Report every line in the listing below that contains the word "tall", copying each one in full. Case counts.

Extracted material
────────────────
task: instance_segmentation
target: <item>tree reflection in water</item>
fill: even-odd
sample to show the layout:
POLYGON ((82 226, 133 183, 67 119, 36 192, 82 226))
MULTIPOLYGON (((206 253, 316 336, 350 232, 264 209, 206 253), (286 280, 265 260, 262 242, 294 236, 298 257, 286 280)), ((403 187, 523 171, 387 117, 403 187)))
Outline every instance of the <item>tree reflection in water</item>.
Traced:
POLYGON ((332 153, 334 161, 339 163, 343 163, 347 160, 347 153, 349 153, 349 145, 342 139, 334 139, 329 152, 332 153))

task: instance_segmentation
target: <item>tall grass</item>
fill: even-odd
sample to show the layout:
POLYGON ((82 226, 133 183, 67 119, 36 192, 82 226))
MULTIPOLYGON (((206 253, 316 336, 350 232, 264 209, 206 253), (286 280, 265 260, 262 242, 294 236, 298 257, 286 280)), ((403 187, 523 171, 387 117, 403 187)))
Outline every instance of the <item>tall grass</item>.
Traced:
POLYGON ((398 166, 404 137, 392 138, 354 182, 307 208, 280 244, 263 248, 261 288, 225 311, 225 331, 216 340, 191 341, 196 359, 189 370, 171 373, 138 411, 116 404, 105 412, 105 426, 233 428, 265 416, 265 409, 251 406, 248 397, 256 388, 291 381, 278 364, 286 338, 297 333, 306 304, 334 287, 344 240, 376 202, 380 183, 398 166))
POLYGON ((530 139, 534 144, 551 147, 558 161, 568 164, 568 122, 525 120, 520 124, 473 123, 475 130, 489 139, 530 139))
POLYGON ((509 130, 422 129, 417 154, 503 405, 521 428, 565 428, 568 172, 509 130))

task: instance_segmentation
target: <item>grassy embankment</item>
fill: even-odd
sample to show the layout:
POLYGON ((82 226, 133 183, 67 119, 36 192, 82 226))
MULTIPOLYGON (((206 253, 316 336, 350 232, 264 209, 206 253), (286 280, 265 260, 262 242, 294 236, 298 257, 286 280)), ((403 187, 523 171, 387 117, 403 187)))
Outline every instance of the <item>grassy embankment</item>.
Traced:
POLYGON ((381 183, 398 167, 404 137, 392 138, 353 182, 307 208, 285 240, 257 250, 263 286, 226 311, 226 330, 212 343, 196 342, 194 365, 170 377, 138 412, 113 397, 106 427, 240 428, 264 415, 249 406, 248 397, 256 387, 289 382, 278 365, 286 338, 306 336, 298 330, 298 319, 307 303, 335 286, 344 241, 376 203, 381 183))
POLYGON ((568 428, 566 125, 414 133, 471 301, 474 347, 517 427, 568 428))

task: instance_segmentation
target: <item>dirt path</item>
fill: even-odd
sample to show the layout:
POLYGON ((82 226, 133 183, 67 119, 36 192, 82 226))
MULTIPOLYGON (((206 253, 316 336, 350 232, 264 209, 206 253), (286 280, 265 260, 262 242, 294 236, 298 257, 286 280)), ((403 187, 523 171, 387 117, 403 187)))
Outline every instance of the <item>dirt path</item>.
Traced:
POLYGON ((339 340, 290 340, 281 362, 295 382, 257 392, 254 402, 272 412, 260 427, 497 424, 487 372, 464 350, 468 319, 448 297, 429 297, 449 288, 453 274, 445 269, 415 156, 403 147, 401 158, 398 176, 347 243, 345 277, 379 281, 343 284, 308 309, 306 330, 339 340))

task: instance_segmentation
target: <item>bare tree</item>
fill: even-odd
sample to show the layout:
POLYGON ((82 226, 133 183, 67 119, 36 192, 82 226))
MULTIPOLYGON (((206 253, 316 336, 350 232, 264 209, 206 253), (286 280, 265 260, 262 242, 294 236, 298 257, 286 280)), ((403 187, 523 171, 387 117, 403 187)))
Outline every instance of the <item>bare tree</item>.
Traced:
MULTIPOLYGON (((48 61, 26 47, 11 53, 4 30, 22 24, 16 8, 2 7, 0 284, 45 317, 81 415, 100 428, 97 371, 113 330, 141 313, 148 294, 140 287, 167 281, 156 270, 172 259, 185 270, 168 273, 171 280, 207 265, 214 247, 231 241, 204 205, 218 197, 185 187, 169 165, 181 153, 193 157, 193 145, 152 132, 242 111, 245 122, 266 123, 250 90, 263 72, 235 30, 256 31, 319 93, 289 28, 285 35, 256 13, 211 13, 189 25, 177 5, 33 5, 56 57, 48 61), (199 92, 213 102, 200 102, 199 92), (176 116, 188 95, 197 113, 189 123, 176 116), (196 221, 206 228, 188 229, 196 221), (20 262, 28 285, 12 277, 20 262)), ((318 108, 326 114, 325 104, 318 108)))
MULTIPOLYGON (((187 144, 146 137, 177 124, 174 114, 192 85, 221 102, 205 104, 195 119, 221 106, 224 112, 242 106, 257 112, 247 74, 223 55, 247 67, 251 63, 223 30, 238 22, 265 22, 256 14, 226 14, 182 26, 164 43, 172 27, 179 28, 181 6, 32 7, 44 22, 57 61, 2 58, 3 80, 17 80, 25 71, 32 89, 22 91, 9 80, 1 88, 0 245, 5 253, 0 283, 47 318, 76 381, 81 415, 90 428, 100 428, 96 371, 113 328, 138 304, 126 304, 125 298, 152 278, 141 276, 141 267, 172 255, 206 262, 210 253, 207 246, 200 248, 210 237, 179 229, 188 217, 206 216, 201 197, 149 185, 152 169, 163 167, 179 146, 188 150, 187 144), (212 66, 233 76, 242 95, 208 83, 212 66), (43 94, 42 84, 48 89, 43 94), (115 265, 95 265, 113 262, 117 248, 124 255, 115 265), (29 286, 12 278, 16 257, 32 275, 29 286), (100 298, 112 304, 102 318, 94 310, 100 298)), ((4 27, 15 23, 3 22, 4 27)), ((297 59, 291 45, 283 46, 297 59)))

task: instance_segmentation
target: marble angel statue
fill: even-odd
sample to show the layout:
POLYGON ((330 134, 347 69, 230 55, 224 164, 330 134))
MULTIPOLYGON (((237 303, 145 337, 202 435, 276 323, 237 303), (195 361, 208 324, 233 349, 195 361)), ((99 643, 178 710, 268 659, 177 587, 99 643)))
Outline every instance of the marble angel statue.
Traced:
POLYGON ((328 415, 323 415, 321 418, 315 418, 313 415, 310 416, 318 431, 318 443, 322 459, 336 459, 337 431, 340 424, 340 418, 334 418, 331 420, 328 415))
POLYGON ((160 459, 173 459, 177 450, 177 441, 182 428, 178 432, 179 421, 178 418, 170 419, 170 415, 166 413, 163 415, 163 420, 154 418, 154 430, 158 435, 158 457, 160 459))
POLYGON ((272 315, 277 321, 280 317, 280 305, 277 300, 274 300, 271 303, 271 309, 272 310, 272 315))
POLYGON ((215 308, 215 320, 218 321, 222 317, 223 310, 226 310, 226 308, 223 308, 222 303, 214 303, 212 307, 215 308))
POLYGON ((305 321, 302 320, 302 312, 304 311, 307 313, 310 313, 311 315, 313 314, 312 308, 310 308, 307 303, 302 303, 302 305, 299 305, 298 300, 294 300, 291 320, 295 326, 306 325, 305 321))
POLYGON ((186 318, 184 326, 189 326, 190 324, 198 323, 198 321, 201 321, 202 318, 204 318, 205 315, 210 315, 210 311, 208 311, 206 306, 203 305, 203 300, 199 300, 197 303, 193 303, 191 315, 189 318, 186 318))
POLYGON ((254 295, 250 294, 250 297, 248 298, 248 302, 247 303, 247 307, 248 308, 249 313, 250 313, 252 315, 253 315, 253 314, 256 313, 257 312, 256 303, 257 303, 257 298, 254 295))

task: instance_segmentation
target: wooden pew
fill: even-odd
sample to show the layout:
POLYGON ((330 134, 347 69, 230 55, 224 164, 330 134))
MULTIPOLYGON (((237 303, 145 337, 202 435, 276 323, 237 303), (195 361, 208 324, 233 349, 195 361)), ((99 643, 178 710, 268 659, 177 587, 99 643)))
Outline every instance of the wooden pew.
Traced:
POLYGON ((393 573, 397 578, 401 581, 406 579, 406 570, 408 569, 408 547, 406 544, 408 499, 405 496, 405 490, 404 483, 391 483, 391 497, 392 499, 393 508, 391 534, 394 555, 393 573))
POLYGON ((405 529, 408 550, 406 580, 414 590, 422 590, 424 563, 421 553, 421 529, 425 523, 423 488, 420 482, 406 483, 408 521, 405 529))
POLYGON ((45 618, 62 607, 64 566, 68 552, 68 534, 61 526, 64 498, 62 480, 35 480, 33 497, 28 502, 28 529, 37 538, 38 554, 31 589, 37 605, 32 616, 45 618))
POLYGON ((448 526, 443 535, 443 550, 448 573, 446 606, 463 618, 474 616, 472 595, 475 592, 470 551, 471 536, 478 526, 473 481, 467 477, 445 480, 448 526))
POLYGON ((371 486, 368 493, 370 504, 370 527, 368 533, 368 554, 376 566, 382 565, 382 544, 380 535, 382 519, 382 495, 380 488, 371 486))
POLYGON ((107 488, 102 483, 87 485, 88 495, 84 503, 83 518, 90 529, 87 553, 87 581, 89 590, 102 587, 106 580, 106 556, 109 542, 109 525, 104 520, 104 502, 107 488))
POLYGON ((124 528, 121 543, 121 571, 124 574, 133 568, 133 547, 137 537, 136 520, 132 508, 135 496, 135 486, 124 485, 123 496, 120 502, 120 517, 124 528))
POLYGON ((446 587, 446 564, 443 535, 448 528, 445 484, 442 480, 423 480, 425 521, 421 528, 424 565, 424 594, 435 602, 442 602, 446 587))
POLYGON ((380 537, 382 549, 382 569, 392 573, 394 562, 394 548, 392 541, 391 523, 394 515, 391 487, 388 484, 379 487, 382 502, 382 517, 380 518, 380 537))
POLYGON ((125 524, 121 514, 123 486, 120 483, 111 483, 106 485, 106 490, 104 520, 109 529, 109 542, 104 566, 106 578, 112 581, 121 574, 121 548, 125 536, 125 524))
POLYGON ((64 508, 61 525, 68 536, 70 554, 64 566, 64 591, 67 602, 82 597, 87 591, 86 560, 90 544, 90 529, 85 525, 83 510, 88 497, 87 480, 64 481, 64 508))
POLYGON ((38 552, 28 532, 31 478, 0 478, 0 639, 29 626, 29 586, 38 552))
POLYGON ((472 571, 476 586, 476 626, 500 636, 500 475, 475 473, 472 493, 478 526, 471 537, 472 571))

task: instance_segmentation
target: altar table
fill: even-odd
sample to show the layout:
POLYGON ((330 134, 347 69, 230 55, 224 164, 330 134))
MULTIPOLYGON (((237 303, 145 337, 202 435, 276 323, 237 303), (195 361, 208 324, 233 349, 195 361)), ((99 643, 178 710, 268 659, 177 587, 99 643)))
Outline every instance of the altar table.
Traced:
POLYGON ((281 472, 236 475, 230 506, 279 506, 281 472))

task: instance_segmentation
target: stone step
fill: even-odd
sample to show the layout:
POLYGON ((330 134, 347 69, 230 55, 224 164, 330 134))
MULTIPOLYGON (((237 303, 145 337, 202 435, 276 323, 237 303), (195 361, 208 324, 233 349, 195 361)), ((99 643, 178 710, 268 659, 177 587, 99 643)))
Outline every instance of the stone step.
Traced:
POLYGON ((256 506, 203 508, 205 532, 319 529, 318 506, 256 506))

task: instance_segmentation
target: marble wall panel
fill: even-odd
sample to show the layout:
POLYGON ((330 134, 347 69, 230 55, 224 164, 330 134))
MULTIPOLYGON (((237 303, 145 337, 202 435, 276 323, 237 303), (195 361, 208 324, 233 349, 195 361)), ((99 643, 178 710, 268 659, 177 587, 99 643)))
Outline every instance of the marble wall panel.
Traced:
────────────────
Worked solution
target: <item>tall grass</item>
Outline every instance of the <item>tall grass</item>.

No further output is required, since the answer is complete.